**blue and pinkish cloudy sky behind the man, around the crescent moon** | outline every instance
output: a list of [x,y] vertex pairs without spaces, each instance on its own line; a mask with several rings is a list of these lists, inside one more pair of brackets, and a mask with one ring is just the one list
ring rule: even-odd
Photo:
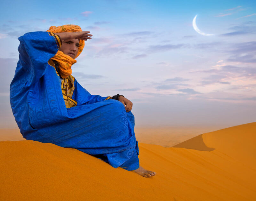
[[72,75],[91,94],[131,100],[136,126],[256,121],[253,0],[14,0],[0,11],[0,128],[16,127],[9,89],[18,37],[65,24],[93,35]]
=====
Give the number of lines in the entries above that include the string "instance". No other output is expected.

2